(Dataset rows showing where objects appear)
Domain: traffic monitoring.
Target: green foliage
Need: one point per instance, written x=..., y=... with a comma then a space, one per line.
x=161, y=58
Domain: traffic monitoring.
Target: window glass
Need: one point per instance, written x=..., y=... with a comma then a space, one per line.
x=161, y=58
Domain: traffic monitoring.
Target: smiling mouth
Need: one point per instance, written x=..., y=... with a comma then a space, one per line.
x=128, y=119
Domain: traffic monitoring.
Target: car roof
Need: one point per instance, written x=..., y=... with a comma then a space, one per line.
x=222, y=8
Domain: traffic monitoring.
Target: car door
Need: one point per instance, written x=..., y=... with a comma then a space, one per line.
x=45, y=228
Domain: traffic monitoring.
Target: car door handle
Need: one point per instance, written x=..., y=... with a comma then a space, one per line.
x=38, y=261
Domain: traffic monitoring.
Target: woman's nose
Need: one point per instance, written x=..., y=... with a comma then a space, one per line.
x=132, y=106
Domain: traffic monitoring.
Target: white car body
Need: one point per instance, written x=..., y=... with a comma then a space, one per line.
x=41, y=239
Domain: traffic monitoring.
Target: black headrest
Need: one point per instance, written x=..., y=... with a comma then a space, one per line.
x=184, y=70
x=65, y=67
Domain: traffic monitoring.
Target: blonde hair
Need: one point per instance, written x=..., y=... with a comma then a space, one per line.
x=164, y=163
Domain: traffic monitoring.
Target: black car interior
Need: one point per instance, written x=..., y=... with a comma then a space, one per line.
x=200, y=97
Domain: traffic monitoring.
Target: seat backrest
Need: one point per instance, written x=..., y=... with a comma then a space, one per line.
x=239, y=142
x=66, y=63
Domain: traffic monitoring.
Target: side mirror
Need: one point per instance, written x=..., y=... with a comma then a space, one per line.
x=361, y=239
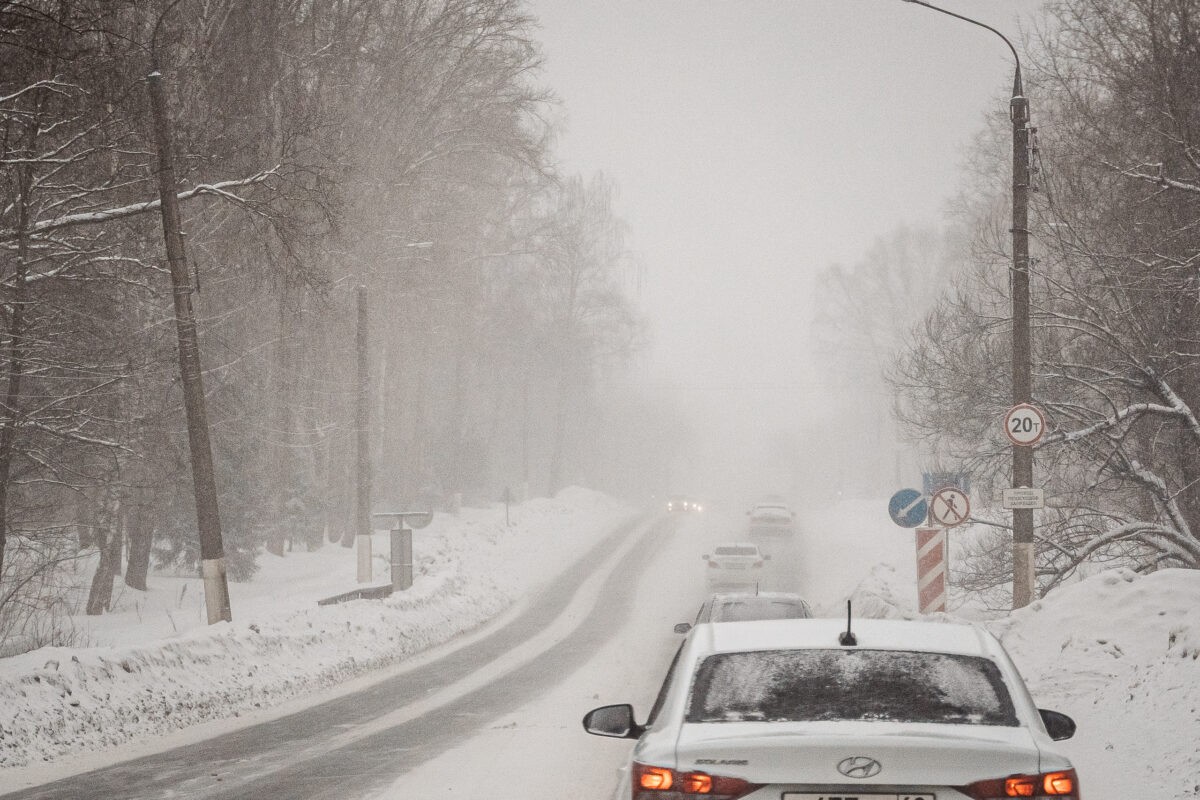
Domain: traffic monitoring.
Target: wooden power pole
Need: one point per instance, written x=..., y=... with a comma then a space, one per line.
x=213, y=566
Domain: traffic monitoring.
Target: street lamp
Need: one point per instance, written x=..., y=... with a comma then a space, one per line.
x=1023, y=361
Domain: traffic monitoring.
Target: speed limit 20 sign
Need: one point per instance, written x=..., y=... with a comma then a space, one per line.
x=1025, y=425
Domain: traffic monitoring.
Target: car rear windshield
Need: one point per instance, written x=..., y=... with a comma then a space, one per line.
x=847, y=685
x=735, y=611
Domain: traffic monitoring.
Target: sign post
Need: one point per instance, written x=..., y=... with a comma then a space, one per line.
x=401, y=541
x=931, y=570
x=907, y=507
x=949, y=507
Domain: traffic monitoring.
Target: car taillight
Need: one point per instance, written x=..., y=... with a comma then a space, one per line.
x=1061, y=785
x=664, y=783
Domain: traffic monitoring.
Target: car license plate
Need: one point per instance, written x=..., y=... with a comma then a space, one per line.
x=859, y=795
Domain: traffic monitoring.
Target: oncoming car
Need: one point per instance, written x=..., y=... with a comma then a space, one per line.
x=741, y=607
x=771, y=518
x=681, y=503
x=783, y=710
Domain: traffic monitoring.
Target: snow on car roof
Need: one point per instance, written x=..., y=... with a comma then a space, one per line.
x=873, y=635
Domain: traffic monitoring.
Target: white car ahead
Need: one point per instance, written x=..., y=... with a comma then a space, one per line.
x=735, y=565
x=783, y=710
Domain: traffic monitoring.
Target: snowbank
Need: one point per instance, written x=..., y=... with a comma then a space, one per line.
x=1120, y=653
x=157, y=667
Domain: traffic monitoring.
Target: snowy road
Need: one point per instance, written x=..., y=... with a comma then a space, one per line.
x=497, y=713
x=358, y=745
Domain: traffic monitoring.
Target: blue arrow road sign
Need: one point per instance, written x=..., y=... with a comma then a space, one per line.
x=909, y=507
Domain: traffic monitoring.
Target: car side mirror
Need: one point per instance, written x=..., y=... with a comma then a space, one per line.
x=616, y=721
x=1059, y=726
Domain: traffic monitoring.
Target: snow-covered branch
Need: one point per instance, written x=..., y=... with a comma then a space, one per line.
x=133, y=209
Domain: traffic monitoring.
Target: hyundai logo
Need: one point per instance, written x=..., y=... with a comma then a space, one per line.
x=859, y=767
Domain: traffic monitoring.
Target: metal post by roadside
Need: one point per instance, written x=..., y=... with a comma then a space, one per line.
x=1023, y=360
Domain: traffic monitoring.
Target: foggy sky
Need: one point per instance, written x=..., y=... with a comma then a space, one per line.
x=755, y=143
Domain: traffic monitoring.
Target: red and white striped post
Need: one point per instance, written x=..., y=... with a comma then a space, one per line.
x=931, y=570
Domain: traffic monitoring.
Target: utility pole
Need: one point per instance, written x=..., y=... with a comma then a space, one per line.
x=213, y=565
x=1024, y=585
x=363, y=443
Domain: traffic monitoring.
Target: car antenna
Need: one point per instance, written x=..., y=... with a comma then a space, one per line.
x=846, y=638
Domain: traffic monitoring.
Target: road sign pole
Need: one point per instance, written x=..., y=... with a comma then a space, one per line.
x=401, y=558
x=931, y=561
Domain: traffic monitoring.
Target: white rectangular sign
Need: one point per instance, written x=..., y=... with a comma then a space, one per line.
x=1024, y=498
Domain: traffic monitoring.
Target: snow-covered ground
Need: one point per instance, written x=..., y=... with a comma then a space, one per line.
x=1117, y=651
x=155, y=667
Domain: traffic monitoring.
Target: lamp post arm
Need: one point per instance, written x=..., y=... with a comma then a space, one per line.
x=1017, y=79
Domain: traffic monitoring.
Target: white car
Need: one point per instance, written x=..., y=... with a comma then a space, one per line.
x=739, y=607
x=784, y=710
x=735, y=565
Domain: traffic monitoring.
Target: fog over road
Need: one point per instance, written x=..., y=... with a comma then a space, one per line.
x=499, y=708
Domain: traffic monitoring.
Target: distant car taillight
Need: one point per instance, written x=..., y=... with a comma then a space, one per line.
x=1048, y=786
x=664, y=783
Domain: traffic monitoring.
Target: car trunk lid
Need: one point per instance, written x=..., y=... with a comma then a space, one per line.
x=810, y=753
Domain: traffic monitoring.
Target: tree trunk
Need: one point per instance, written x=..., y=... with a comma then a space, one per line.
x=141, y=535
x=101, y=595
x=15, y=355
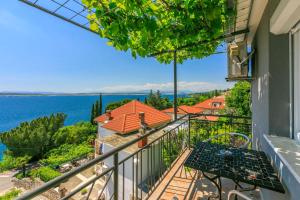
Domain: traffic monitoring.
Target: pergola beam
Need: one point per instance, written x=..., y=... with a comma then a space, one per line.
x=194, y=44
x=33, y=4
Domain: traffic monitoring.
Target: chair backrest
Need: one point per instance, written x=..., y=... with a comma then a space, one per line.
x=237, y=193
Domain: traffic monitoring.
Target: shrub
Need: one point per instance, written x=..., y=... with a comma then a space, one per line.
x=44, y=173
x=10, y=162
x=83, y=191
x=66, y=153
x=12, y=194
x=33, y=138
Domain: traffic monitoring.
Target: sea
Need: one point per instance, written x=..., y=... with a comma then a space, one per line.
x=17, y=109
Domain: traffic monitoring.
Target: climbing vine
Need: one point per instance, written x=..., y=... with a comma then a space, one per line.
x=145, y=27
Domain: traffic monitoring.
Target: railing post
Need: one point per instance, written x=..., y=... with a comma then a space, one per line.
x=189, y=131
x=116, y=176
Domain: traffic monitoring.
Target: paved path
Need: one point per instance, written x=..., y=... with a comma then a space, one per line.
x=5, y=181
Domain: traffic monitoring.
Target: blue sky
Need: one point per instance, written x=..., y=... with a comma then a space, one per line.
x=39, y=52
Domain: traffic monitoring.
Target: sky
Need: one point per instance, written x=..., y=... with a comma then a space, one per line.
x=41, y=53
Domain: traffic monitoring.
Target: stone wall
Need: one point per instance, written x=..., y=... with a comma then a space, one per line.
x=29, y=184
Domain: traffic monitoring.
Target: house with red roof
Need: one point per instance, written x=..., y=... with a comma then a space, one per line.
x=126, y=119
x=122, y=125
x=183, y=110
x=212, y=105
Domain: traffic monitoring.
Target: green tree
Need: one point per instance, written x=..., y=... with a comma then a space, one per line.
x=147, y=27
x=33, y=138
x=92, y=114
x=100, y=105
x=238, y=99
x=96, y=111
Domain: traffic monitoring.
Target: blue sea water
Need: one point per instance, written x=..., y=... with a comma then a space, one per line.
x=17, y=109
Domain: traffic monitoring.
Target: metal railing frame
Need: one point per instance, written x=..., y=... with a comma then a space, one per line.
x=115, y=154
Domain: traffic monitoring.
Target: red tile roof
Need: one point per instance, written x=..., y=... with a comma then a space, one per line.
x=210, y=103
x=125, y=119
x=184, y=110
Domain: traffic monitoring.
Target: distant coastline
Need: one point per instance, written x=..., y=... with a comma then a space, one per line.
x=79, y=94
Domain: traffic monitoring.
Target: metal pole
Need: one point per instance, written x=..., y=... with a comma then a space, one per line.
x=116, y=175
x=175, y=85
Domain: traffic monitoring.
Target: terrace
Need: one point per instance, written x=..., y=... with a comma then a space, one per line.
x=163, y=174
x=269, y=28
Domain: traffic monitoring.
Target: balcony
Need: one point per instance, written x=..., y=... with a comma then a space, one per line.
x=155, y=171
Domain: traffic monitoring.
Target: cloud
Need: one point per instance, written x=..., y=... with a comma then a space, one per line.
x=183, y=86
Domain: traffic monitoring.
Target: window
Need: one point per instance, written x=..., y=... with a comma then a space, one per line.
x=296, y=65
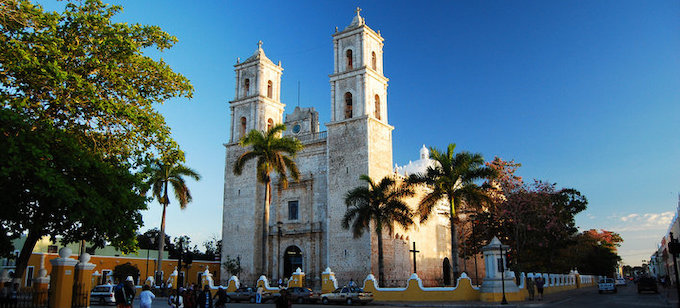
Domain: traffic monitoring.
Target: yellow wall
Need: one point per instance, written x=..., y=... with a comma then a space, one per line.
x=109, y=263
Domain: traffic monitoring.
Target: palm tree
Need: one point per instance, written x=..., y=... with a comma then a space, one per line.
x=452, y=178
x=162, y=176
x=273, y=153
x=382, y=204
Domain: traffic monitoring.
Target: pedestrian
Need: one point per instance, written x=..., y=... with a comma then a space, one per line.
x=146, y=297
x=539, y=287
x=204, y=298
x=530, y=288
x=175, y=301
x=258, y=295
x=283, y=301
x=221, y=297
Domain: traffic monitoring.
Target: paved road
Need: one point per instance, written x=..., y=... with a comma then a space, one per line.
x=626, y=297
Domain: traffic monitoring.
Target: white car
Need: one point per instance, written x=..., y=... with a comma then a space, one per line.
x=606, y=285
x=103, y=295
x=620, y=282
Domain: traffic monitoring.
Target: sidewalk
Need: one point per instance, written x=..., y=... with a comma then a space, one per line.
x=548, y=299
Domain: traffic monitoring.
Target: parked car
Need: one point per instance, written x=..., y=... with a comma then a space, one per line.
x=606, y=285
x=647, y=284
x=620, y=282
x=247, y=294
x=103, y=295
x=347, y=295
x=302, y=295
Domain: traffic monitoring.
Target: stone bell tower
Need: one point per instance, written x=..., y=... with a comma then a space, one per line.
x=256, y=105
x=359, y=139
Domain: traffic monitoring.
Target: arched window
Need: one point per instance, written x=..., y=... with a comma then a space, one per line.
x=348, y=105
x=374, y=61
x=348, y=56
x=243, y=127
x=269, y=89
x=377, y=107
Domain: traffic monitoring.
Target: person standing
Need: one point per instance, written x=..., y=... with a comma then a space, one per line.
x=146, y=297
x=258, y=295
x=204, y=298
x=539, y=287
x=530, y=288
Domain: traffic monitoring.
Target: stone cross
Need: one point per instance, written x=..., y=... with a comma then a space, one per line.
x=414, y=251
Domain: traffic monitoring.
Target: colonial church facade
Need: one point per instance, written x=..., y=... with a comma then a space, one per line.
x=304, y=226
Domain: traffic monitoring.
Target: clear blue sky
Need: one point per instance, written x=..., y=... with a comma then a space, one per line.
x=582, y=93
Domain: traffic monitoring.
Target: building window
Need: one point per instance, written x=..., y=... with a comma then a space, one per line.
x=242, y=131
x=269, y=89
x=374, y=61
x=293, y=210
x=29, y=276
x=348, y=105
x=348, y=56
x=377, y=107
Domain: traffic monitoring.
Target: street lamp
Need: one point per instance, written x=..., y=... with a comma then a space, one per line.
x=279, y=224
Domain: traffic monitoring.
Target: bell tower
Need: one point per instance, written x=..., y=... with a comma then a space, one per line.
x=257, y=101
x=359, y=138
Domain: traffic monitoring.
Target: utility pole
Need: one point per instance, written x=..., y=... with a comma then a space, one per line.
x=674, y=249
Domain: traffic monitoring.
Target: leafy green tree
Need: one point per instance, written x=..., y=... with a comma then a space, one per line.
x=162, y=177
x=51, y=185
x=452, y=178
x=381, y=204
x=273, y=154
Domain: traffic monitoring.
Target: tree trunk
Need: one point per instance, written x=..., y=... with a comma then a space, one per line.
x=454, y=244
x=26, y=251
x=161, y=236
x=265, y=227
x=381, y=262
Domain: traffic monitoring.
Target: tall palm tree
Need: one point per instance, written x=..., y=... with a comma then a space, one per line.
x=163, y=176
x=452, y=178
x=273, y=153
x=382, y=204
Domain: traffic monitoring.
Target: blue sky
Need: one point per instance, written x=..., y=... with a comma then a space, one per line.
x=585, y=94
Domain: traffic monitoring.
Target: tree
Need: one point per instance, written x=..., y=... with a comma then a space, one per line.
x=381, y=204
x=53, y=186
x=165, y=175
x=452, y=178
x=83, y=79
x=273, y=154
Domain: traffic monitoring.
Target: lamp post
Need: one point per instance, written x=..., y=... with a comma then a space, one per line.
x=279, y=224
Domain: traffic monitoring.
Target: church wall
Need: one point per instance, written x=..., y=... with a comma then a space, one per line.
x=311, y=193
x=242, y=215
x=349, y=258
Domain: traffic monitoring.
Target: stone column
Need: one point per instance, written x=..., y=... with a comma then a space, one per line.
x=328, y=282
x=61, y=279
x=297, y=279
x=492, y=287
x=83, y=280
x=41, y=285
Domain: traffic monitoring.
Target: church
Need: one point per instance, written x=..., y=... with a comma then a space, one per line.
x=304, y=228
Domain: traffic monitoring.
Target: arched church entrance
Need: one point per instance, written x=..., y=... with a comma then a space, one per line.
x=447, y=272
x=292, y=259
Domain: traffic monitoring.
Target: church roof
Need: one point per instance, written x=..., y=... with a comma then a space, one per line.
x=258, y=55
x=357, y=21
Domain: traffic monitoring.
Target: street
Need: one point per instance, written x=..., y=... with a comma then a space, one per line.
x=589, y=297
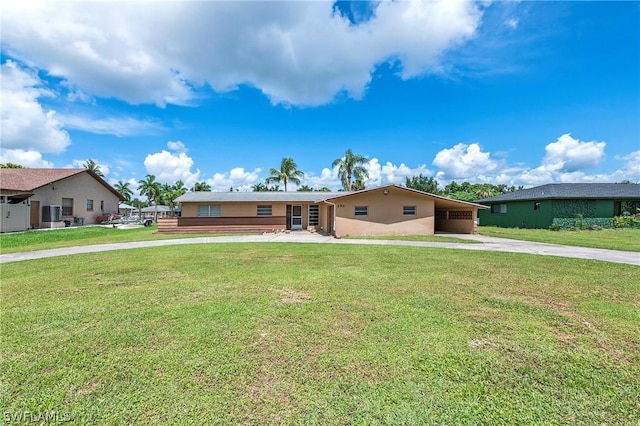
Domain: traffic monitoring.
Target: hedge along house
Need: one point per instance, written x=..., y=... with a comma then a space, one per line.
x=386, y=210
x=561, y=205
x=54, y=198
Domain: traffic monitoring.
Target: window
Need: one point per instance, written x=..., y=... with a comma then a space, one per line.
x=460, y=215
x=499, y=208
x=314, y=215
x=409, y=210
x=264, y=210
x=361, y=211
x=67, y=207
x=209, y=211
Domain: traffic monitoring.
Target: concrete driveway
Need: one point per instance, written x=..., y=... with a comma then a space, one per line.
x=484, y=244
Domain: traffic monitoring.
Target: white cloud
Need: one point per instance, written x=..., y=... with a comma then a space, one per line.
x=176, y=146
x=168, y=167
x=117, y=126
x=631, y=168
x=104, y=168
x=300, y=53
x=463, y=161
x=24, y=158
x=512, y=23
x=26, y=125
x=378, y=175
x=565, y=161
x=237, y=178
x=569, y=155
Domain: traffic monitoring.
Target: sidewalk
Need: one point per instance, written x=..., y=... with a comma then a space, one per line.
x=485, y=244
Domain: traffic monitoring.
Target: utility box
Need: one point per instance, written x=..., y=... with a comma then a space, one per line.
x=51, y=213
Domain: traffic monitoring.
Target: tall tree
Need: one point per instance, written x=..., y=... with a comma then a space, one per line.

> _TASK GOAL_:
Locate every line above that contains the string "window", and copy each of those lines. Case counts when matching.

> _RESPONSE BELOW_:
Target: window glass
Target: window
Target: arched window
Target: building window
Target: window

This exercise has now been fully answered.